◆ **PROBLEM TO SOLVE**:
Only the lines with "windows" in them need to be copied from the listing.

* * * * *

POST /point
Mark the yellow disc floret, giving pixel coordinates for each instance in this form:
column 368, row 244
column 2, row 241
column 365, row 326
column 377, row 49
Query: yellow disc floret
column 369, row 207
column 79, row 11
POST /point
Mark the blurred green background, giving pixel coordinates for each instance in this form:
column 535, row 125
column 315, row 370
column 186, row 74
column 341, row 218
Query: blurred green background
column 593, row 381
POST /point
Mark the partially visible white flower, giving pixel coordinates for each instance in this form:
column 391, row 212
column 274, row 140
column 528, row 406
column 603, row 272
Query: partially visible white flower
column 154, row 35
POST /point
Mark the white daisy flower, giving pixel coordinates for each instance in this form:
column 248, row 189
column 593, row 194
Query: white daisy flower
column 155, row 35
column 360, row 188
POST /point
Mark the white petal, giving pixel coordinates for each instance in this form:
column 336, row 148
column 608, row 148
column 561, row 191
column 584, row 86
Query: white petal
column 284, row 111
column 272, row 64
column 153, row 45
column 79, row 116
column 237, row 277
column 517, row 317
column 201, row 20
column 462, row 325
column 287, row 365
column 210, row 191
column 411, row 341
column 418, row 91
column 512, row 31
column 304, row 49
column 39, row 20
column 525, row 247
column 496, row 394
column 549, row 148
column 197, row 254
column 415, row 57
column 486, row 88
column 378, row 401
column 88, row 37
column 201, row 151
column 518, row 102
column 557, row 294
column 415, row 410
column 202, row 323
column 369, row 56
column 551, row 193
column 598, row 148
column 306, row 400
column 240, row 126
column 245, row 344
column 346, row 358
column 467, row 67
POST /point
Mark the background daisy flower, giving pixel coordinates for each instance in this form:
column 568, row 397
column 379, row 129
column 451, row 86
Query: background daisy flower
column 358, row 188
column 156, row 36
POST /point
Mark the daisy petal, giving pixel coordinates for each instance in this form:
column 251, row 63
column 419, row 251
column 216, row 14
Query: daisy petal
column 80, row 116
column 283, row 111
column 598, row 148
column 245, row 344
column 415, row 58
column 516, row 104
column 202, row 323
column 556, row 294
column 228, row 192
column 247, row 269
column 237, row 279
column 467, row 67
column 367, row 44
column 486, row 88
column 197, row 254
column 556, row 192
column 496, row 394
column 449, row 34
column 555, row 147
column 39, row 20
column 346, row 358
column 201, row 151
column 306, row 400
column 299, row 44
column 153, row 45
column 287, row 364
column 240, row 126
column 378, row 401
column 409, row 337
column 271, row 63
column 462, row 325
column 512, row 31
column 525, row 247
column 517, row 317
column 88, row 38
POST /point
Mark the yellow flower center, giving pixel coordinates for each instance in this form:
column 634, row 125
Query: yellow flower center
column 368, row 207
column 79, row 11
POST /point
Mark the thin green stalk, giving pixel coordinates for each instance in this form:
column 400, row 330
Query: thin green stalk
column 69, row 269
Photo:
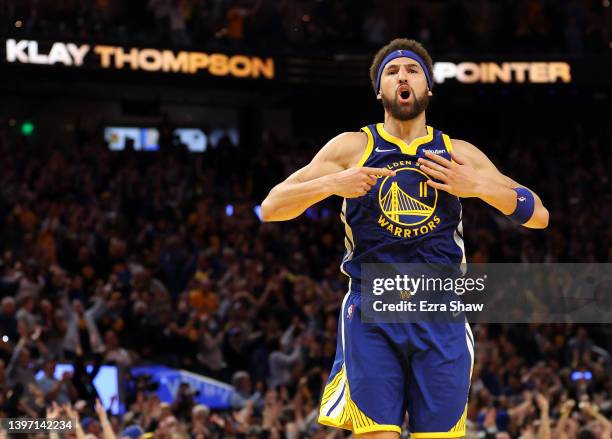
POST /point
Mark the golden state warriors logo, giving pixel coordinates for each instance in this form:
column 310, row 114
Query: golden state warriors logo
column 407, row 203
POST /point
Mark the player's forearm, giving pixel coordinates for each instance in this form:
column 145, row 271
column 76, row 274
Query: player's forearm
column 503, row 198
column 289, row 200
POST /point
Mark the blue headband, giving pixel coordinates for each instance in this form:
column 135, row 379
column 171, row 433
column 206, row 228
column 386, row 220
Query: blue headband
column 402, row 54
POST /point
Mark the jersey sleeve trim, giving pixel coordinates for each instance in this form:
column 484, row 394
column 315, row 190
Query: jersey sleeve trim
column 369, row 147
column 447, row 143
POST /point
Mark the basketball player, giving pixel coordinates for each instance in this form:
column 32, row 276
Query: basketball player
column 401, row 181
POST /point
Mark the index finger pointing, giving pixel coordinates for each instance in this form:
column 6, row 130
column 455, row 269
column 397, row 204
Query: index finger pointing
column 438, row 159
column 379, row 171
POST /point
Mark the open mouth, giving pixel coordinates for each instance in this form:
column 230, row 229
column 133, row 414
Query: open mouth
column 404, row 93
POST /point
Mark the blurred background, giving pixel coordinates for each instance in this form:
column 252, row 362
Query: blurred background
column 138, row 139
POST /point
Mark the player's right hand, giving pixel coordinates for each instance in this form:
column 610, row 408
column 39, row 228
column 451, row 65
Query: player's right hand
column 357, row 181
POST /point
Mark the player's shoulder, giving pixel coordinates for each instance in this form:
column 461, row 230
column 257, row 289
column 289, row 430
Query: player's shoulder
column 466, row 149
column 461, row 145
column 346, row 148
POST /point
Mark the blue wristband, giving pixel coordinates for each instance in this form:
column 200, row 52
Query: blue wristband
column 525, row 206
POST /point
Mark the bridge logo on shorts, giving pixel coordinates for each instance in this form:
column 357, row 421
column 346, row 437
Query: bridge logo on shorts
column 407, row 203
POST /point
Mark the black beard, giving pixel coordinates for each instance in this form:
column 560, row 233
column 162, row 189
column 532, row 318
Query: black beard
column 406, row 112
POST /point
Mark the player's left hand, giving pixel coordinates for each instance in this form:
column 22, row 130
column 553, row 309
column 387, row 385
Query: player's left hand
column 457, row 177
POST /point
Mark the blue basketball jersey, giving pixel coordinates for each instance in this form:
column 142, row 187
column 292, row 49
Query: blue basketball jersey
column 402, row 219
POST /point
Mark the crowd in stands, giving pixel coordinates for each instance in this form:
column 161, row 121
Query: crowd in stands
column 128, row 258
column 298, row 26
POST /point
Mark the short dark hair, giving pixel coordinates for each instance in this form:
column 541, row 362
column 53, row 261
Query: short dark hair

* * * * *

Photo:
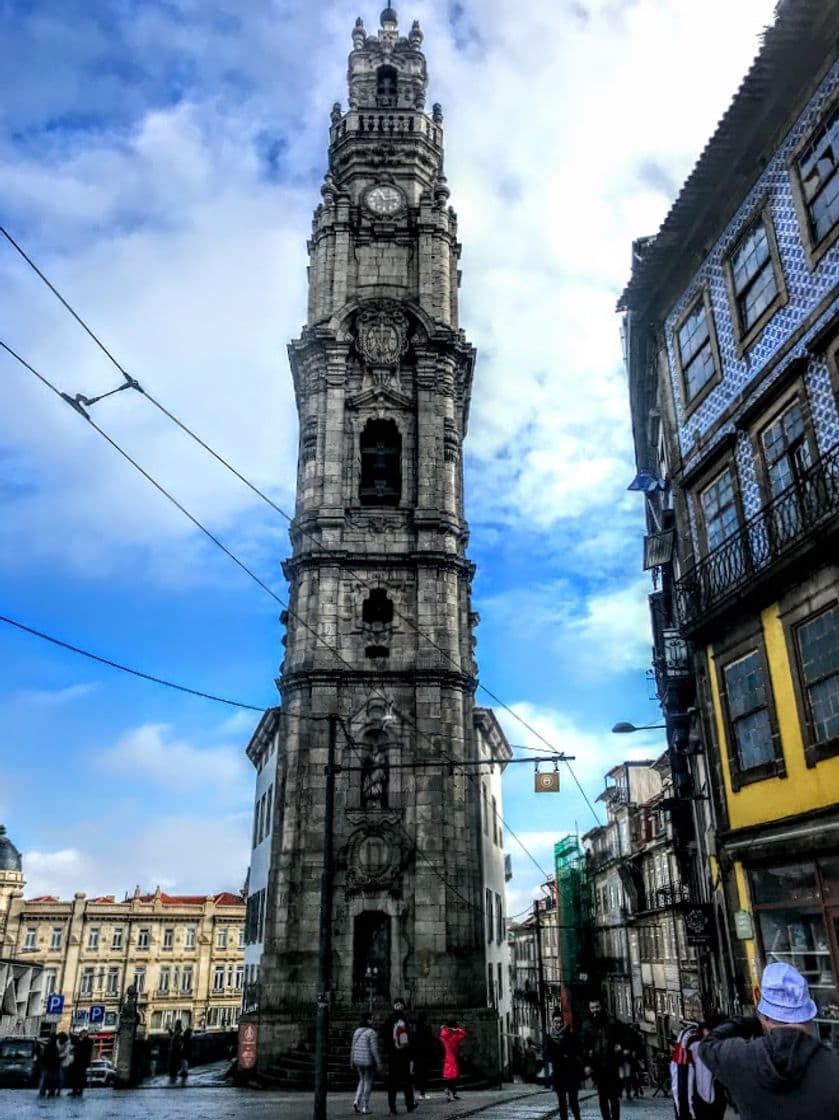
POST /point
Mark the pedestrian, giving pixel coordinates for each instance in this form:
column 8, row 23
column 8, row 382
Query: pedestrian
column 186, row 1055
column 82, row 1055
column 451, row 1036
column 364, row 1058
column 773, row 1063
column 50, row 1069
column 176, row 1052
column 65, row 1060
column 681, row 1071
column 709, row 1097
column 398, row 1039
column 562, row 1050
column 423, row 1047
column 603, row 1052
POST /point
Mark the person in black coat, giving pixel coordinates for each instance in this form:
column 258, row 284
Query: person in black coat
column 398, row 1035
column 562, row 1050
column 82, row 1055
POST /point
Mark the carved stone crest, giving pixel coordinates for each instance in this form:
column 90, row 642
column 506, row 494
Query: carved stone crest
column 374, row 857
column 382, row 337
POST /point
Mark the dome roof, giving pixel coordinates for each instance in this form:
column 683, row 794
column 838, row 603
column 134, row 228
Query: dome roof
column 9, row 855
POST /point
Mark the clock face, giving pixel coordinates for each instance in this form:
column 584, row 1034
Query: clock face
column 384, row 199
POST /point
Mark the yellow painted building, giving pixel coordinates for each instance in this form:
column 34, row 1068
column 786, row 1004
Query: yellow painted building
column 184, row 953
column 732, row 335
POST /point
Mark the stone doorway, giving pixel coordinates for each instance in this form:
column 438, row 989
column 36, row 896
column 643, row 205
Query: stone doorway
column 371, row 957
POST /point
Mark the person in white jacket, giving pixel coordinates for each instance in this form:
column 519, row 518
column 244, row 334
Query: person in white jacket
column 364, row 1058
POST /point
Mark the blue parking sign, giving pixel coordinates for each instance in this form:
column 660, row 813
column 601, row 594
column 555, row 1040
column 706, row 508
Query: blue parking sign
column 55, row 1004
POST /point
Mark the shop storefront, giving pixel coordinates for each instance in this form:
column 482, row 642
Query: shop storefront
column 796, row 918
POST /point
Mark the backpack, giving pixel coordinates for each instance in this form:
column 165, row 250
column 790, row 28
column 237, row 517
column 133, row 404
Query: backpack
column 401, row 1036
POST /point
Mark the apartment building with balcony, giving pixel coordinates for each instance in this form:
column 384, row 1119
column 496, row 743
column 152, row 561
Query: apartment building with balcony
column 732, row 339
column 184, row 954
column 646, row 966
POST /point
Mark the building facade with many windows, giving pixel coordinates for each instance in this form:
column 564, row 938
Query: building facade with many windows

* * * * *

◆ **ANSWER TO THE EXERCISE**:
Mark the building facade with many windows, giving pixel coordinates for each instance in this form:
Query: building facade with many windows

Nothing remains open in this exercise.